= Set exercise =
Set down all of the records below word for word, leaving the pictures out.

= Records provided =
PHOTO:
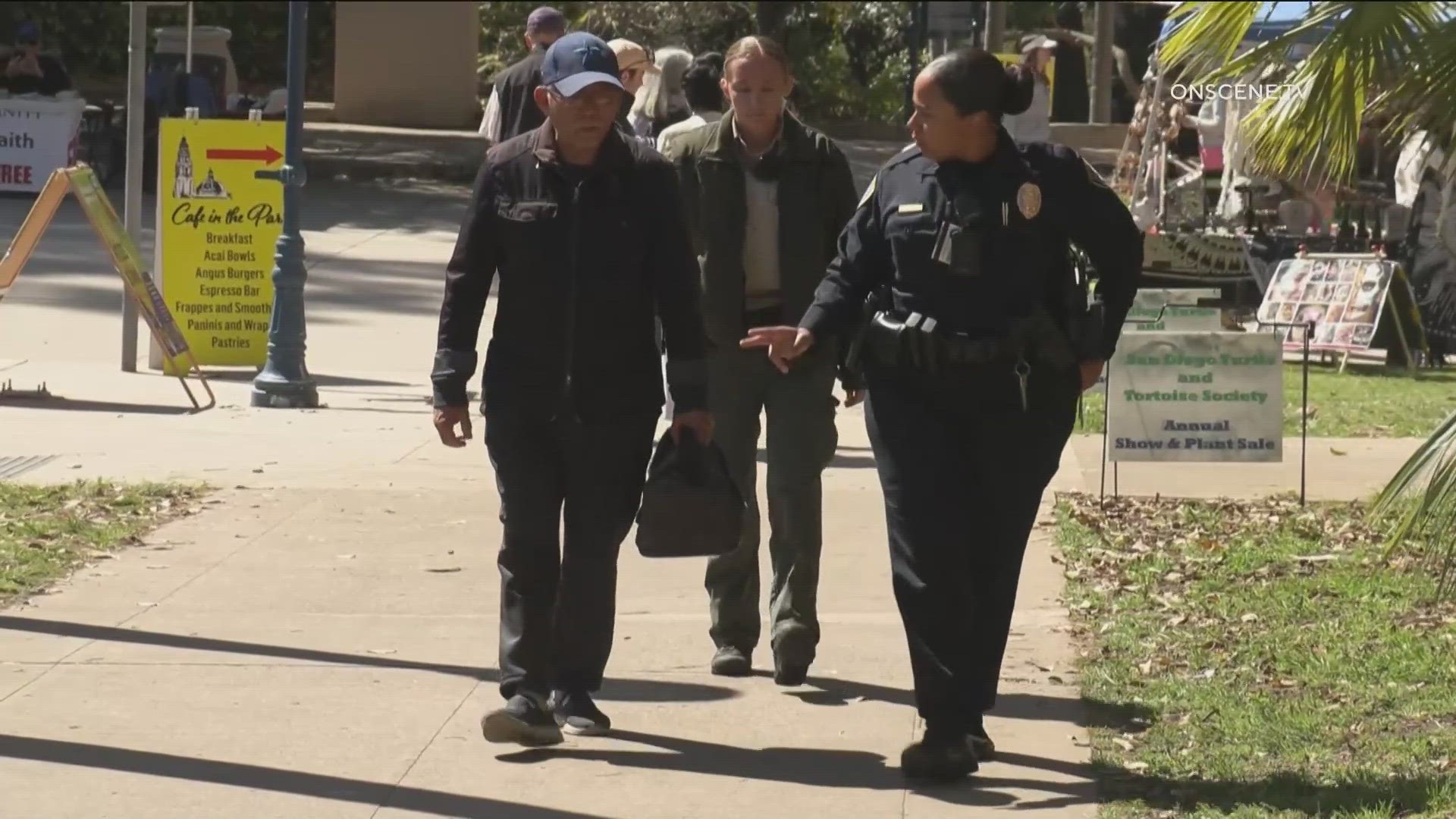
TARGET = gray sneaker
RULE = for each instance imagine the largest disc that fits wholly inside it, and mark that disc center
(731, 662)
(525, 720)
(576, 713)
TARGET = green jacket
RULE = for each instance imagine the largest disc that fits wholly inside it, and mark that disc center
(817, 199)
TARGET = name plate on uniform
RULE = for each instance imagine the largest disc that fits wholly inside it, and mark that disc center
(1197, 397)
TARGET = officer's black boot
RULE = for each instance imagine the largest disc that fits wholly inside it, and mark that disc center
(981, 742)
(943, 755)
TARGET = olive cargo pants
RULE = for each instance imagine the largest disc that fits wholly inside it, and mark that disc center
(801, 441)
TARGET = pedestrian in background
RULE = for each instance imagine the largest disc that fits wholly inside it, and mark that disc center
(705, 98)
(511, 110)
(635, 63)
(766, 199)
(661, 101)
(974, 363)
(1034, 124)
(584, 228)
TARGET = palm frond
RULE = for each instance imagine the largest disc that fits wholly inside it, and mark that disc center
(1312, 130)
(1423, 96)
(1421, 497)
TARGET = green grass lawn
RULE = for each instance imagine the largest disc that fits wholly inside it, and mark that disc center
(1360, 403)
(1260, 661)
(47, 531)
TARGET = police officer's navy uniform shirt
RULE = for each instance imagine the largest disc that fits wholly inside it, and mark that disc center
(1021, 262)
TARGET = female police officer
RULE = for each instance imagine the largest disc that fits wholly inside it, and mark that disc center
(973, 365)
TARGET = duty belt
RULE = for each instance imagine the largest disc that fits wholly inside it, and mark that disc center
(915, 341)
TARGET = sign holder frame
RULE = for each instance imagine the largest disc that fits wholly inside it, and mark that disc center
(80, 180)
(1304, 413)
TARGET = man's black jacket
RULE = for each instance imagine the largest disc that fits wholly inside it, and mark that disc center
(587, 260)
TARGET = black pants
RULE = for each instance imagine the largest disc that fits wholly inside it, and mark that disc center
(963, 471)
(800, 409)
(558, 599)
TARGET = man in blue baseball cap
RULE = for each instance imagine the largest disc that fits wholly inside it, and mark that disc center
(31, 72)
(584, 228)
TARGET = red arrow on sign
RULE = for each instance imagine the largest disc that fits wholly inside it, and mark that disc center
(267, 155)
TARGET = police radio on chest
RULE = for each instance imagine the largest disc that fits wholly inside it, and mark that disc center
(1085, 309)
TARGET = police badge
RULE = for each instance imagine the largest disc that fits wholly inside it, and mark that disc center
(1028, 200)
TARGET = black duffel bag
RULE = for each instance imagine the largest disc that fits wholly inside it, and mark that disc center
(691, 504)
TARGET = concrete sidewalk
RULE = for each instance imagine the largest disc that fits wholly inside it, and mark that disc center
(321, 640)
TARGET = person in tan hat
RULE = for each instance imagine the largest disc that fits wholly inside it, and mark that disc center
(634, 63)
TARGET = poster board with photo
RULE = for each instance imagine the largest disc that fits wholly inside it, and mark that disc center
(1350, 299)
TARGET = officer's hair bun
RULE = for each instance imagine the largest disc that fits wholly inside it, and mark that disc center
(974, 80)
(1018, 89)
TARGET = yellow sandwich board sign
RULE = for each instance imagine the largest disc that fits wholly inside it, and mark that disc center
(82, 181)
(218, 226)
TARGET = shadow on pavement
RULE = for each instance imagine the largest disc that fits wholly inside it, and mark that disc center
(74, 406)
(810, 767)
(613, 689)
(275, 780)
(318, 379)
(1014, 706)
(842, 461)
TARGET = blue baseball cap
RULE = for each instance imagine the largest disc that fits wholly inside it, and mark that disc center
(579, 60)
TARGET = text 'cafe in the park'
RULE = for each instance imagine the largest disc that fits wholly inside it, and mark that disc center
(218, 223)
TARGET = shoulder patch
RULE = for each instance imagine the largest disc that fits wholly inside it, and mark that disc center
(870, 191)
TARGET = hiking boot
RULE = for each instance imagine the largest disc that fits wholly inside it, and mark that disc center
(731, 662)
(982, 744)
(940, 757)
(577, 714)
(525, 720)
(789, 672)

= Complete output =
PHOTO:
TARGET = gray sneaker
RULE = for each instance imagine the largest disc that fits wholly inside it, and mark that disc center
(731, 662)
(525, 720)
(576, 713)
TARGET = green jacket
RULE = for each instance imagine the largest disc that fits wholly inside it, and mark that disc center
(817, 199)
TARGET = name plate on uniform
RULE = for each instance imagine the largest disc that fits wholly inside it, and mark that disc center
(1197, 397)
TARGET = officer's black boot
RULE = for each instance imagine the largest disc that fits wholly inside it, and mark that disc center
(981, 742)
(943, 755)
TARGET = olive cargo pants
RULE = for each instance imagine the largest disc that fits wholly inside it, and mark that disc center
(801, 441)
TARGET = pedestrian in background
RULE = for each instance imagine the largest disc that fits wholly inside it, and mark that disc center
(705, 98)
(511, 110)
(635, 63)
(766, 199)
(661, 101)
(974, 363)
(1034, 124)
(584, 228)
TARGET = palm frond
RULE = for each instance imagine the largest disc that fits wholly inside it, and mark that disc center
(1312, 130)
(1423, 96)
(1421, 497)
TARGET = green grass lawn
RULE = for each instance imagine the largest disc that fits wholly inside it, and mark that disc center
(1360, 403)
(1260, 661)
(47, 531)
TARGET = police officer's navy uniform shirt
RULE = for each instance imagine the largest disc that fits wholly inside it, and mark that disc center
(1021, 262)
TARGET = female police officer
RULE = for each instance imagine the largest disc that fits wholly inside it, and mark that disc center
(973, 365)
TARGET = duty belt
RULE = for each instance imagine the largest disc that fits wholly inside it, and mark that disc center
(915, 341)
TARGET = sign holder frame
RULE = for each instance imagine the largest disc that fits wholly inside it, and mark that disc center
(80, 180)
(1304, 413)
TARGET = man's black jacket
RULE = for each instance imagine the largest disc that fits wholly inside it, and mark that disc center
(587, 260)
TARGET = black pants
RULE = for each instance imagine the largest disc that fits wholly inside it, and mark that disc center
(963, 471)
(800, 409)
(558, 599)
TARGET = man in blue baseball cap
RULE = for each instance imagine the largest disc that fits wholly inside it, and mark that disc center
(31, 72)
(584, 228)
TARGET = red arrow on sign
RULE = for each instance imagine the largest disc that fits wholly inside it, and mark that disc center
(267, 155)
TARGET = police radio on chest
RULE = for each instance imagine the largest disc that fits wholly inside it, and mark that disc center
(1085, 309)
TARGET = police badge
RULE = for each instance imagine the largest disc that fits wholly inside it, and mark that disc center
(1028, 200)
TARGET = black duffel bag
RULE = for each instance imagine the largest disc that fits wholly inside it, and mark that disc center
(691, 504)
TARGET = concrete sidewalk
RULE = for each instance imagine the largest disc that fits wholly inside it, and mark that disc center
(321, 640)
TARGET = person in tan hat
RULE = for each instance imagine the largest disc that fits wholly inside it, and mark that disc center
(634, 63)
TARGET = poster board with photo
RULE = for each instance imagine the largest disc that fits wholly inside it, and mark that disc center
(1350, 299)
TARGET = officer's hair bun
RULE = for each instance imagine the largest disc that fits wholly inside it, and mark that disc center
(974, 80)
(1018, 89)
TARGET = yellow sandwich board sign
RULE = for each instance imagine the largest disc that fits wholly inside it, and mark that disc center
(82, 181)
(218, 226)
TARGET = shadow on pavement
RULE = for each instance imagine the largest disc that fits wholly inside it, and mark that disc center
(74, 406)
(810, 767)
(613, 689)
(275, 780)
(318, 379)
(1014, 706)
(842, 461)
TARGET = blue baseball cap
RULE = for each instance imagine the largest disc that fits wholly inside it, and mark that disc center
(579, 60)
TARGET = text 'cafe in the park'
RULE = for each instance imagine the largest disc that fits wholly inside it, and mark that disc center
(218, 223)
TARGET = shoulder patch
RULE = for each instance imagine the largest disc that fits wholly inside it, and mark that disc center
(870, 191)
TARGET = hiking boot
RULE = for each instance imagine the largest disc that fits wholly inside it, and mark that disc center
(731, 662)
(982, 744)
(940, 757)
(577, 714)
(525, 720)
(789, 672)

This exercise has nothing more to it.